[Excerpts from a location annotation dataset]

§ §

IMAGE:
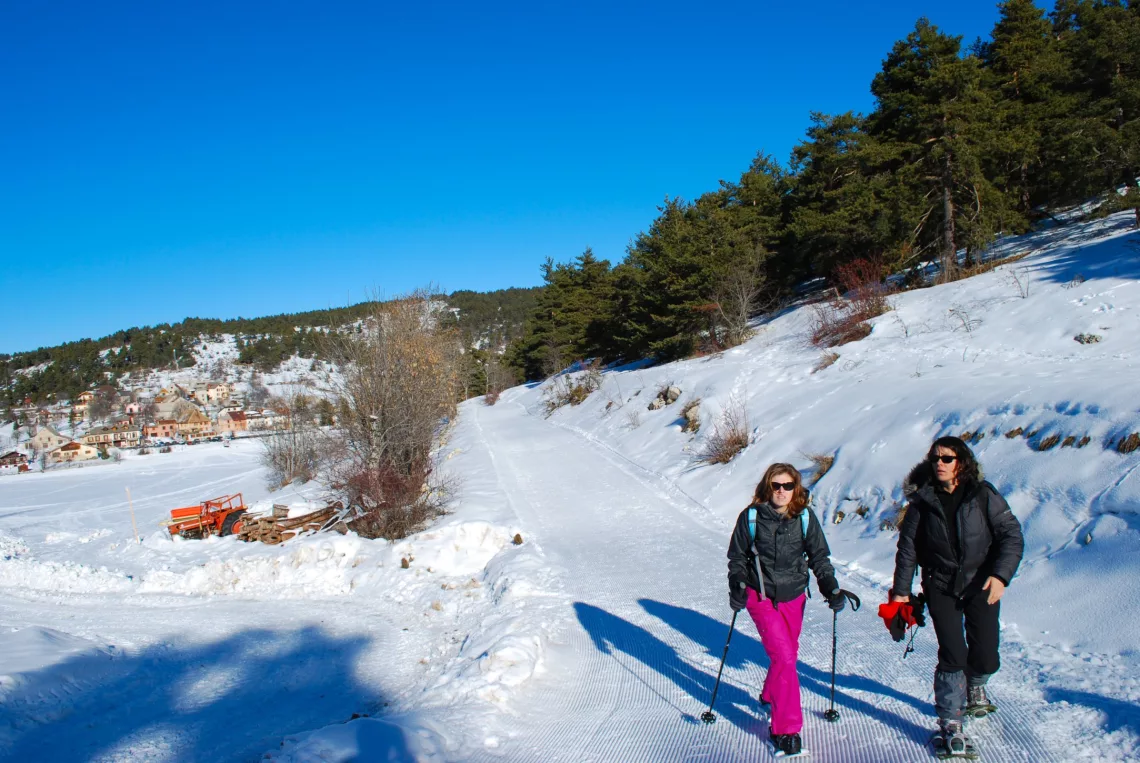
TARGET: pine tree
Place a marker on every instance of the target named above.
(934, 119)
(837, 211)
(1025, 67)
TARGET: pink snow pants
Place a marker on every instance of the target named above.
(779, 627)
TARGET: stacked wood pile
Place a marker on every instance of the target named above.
(278, 526)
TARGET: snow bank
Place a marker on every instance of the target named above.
(19, 569)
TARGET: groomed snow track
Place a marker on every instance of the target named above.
(644, 567)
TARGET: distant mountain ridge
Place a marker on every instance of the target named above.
(483, 319)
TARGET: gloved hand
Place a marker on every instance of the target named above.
(738, 593)
(839, 599)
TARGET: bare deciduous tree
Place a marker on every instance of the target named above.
(398, 382)
(293, 451)
(738, 294)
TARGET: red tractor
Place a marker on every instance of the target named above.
(214, 517)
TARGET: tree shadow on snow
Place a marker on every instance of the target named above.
(1118, 714)
(611, 633)
(1116, 258)
(227, 700)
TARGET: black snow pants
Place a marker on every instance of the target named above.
(967, 631)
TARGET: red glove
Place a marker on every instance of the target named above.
(901, 615)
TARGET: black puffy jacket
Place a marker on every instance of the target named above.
(988, 538)
(781, 545)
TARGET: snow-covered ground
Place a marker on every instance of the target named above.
(599, 636)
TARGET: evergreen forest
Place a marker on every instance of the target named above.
(965, 143)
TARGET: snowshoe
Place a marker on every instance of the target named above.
(950, 744)
(978, 705)
(787, 745)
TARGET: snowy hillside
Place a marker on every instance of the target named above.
(599, 636)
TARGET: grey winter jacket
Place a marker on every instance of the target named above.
(988, 538)
(781, 545)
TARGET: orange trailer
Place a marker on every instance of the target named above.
(214, 517)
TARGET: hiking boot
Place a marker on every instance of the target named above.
(953, 740)
(789, 744)
(977, 696)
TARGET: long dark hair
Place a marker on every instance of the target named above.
(969, 471)
(798, 495)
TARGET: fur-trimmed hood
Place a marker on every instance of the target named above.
(922, 476)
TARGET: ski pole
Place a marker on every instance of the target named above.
(707, 715)
(910, 644)
(832, 714)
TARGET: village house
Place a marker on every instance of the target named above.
(80, 404)
(120, 437)
(47, 438)
(14, 459)
(164, 429)
(170, 405)
(193, 422)
(72, 452)
(211, 392)
(231, 421)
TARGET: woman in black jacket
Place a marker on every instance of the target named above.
(767, 575)
(969, 544)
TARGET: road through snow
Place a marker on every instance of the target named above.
(644, 568)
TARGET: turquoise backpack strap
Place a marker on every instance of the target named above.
(756, 555)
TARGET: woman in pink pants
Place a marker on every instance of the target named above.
(778, 537)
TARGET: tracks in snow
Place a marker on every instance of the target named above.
(644, 571)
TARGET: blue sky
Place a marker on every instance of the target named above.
(214, 160)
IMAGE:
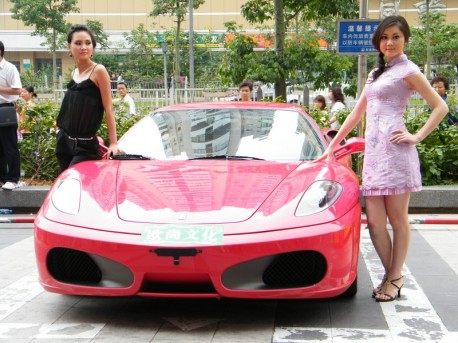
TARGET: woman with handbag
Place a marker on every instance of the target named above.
(10, 88)
(86, 101)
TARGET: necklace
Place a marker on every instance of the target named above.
(86, 70)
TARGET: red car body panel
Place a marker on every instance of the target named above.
(252, 204)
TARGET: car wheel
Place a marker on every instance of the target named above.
(352, 290)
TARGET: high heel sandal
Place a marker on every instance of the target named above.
(384, 290)
(378, 289)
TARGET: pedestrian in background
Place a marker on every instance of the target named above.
(319, 103)
(123, 91)
(441, 85)
(391, 169)
(87, 98)
(245, 89)
(10, 159)
(28, 97)
(337, 104)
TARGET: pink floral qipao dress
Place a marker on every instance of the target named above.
(389, 168)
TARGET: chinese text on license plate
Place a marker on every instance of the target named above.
(183, 234)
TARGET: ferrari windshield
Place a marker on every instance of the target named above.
(232, 133)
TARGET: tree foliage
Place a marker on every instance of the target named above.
(178, 9)
(48, 18)
(283, 12)
(444, 45)
(140, 64)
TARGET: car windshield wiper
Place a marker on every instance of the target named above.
(226, 157)
(130, 157)
(229, 157)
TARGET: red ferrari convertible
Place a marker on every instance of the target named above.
(207, 200)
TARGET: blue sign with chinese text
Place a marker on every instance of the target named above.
(355, 36)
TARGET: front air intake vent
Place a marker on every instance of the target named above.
(295, 269)
(73, 266)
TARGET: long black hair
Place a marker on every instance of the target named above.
(402, 24)
(79, 28)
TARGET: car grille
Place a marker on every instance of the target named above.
(288, 270)
(73, 266)
(295, 269)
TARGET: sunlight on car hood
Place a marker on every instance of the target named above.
(196, 191)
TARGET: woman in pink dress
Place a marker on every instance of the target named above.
(391, 169)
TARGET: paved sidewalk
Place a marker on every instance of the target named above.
(426, 312)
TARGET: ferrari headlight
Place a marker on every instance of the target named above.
(66, 196)
(318, 197)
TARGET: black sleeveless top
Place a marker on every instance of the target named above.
(81, 112)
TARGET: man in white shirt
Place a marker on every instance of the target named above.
(126, 98)
(10, 160)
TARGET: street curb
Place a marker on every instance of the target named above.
(432, 199)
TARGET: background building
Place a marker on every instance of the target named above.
(120, 16)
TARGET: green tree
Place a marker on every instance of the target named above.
(283, 13)
(239, 57)
(140, 62)
(444, 44)
(303, 61)
(47, 16)
(178, 9)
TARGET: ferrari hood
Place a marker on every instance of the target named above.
(191, 192)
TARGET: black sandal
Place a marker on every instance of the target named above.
(390, 297)
(378, 289)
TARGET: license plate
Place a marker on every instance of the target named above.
(182, 234)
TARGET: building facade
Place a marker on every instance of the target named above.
(120, 16)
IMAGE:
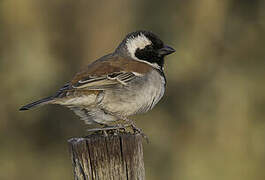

§ §

Task prompt –
Copy out all of the data above word for word, leaving out the pictures.

Reply –
IMAGE:
TARGET: pine tree
Place a marker on every instance of the target named above.
(934, 119)
(837, 211)
(1025, 67)
TARGET: pink snow pants
Place a marker on every instance of the target named above.
(779, 627)
TARGET: stacked wood pile
Place a marker on every instance of the target named above.
(278, 526)
TARGET: snow bank
Place a marker on every instance of the target named above.
(19, 569)
TARGET: groomed snow track
Place a marker on every instance of the target named above.
(644, 567)
TARGET: distant mountain ridge
Place a marker on every instance of the target named above.
(483, 319)
TARGET: gloved hand
Place a marker on every instance of the target named above.
(738, 593)
(839, 599)
TARGET: bare deciduous tree
Place a marker on every instance of the target named above.
(398, 382)
(293, 451)
(738, 294)
TARGET: red tractor
Place a marker on every instance of the target named above.
(214, 517)
TARGET: tree shadow on snow
Place a marker on every instance of the target named above.
(1118, 714)
(611, 633)
(1116, 258)
(227, 700)
TARGET: black snow pants
Place a marker on every instance of the target named above.
(967, 631)
TARGET: red glove
Place a marker on every instance of the target named above.
(901, 615)
TARGET: black puffy jacket
Place a marker on every instance of the target named above.
(988, 538)
(781, 545)
TARGET: snow-covered ground
Place a marker on every instance of the target named above.
(599, 636)
TARGET: evergreen forest
Place a marker on every instance of the target named above.
(965, 143)
TARGET: snowshoe
Place a marker on every instance of the target named above.
(950, 744)
(978, 705)
(787, 745)
TARGET: snowy hillside
Place a marker on every instance of the target named above.
(599, 636)
TARGET: grey winter jacket
Place a marker on every instance of the target named above.
(988, 538)
(781, 545)
TARGET: orange trailer
Place a marker on every instance of the target named above.
(214, 517)
TARGET: hiking boot
Place a marker on every instance of the target named above.
(953, 740)
(789, 744)
(977, 696)
TARGET: long dark hair
Place a marker on every instance of the target named above.
(969, 471)
(798, 495)
TARGET: fur-trimmed hood
Place a marker on every instance of the target named above.
(922, 476)
TARGET: ski pole
Place a marker on every instance of the target named above.
(707, 715)
(910, 644)
(832, 714)
TARGET: village house
Place a marker on every instance of the target named above.
(80, 404)
(120, 437)
(47, 438)
(14, 459)
(164, 429)
(170, 405)
(193, 422)
(72, 452)
(211, 392)
(231, 421)
TARGET: woman in black jacket
Place a marker on every instance of the target named above.
(767, 575)
(969, 544)
TARGET: road through snow
Place a marker on every instance of the target named above.
(644, 568)
TARGET: turquoise backpack strap
Place a marker on every instance of the target named above.
(756, 555)
TARGET: woman in pink pants
Place a marker on every instance of the target named above.
(778, 537)
TARGET: tracks in snow
Place a marker on every instance of the target named above.
(644, 571)
TARGET: blue sky
Place a marker on every instance of the target named above.
(214, 160)
IMAGE:
TARGET: woman with handbag
Place a marker on every instance of the target named above.
(10, 88)
(86, 101)
TARGET: necklace
Place a marker on every instance of the target named above.
(86, 70)
TARGET: red car body panel
Place a marker on every instance of the target named above.
(252, 204)
TARGET: car wheel
Place a marker on every instance of the target named above.
(352, 290)
TARGET: high heel sandal
Place a marker on every instance of the target named above.
(384, 290)
(378, 289)
TARGET: pedestrian in background
Place a marker on every instance of the target named above.
(319, 103)
(123, 91)
(441, 85)
(391, 169)
(87, 98)
(245, 89)
(10, 159)
(28, 97)
(337, 104)
TARGET: pink floral qipao dress
Place a marker on every instance of the target named above.
(389, 168)
TARGET: chinese text on license plate
Place a marker on every instance of the target named above.
(183, 234)
TARGET: ferrari windshield
Place a marker on every instance of the target named above.
(232, 133)
TARGET: tree foliage
Place a marker on every instance of the target named above.
(178, 9)
(48, 18)
(283, 12)
(444, 45)
(140, 64)
TARGET: car windshield wiper
Place a marker on every instance of the target named above.
(226, 157)
(130, 157)
(229, 157)
TARGET: red ferrari convertible
Place a marker on every instance of the target named above.
(207, 200)
TARGET: blue sign with chinese text
Place a marker on every instance of the target named above.
(355, 36)
TARGET: front air intake vent
Place a marker on every instance of the target named above.
(295, 269)
(73, 266)
TARGET: long black hair
Place a marker on every instance of the target named above.
(402, 24)
(79, 28)
TARGET: car grille
Place a marker on every instance of the target named above.
(288, 270)
(73, 266)
(295, 269)
TARGET: sunlight on car hood
Place a marker on every instance of the target named above.
(196, 191)
TARGET: woman in pink dress
Place a marker on every instance of the target named above.
(391, 169)
TARGET: paved sidewalk
Place a marker on every instance of the target named above.
(426, 312)
TARGET: ferrari headlight
Place a marker on every instance of the target named above.
(66, 196)
(318, 197)
TARGET: black sleeveless top
Place a marker on every instance of the target named above.
(81, 112)
TARGET: man in white shirt
Place a marker on every instance of the target named above.
(126, 98)
(10, 160)
TARGET: street curb
Place a marker on every instance of the target named above.
(432, 199)
TARGET: background building
Place a marker on every instance of the target named above.
(120, 16)
TARGET: green tree
Place a marker on every instance of the target named above.
(283, 13)
(239, 57)
(140, 62)
(444, 44)
(303, 61)
(47, 16)
(178, 9)
TARGET: ferrari hood
Place a marker on every instance of the target named above.
(191, 192)
TARGET: black sandal
Place a marker on every instance of the target named above.
(390, 297)
(378, 289)
TARGET: license plate
Place a marker on every instance of the target named above.
(182, 234)
TARGET: building facade
Place a marker on every instance of the target named above.
(120, 16)
IMAGE:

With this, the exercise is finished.